[Items listed in a dataset]
------------
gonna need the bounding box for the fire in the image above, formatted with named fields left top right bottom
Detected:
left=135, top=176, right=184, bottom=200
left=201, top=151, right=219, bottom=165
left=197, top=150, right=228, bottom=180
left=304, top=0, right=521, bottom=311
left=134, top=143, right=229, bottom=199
------------
Using the data above, output each line exactly.

● COMPLETED TASK
gonna need the bounding box for the fire in the image above, formatted with named fields left top right bottom
Detected:
left=135, top=176, right=184, bottom=200
left=201, top=151, right=219, bottom=165
left=197, top=150, right=228, bottom=180
left=304, top=0, right=521, bottom=311
left=134, top=143, right=229, bottom=199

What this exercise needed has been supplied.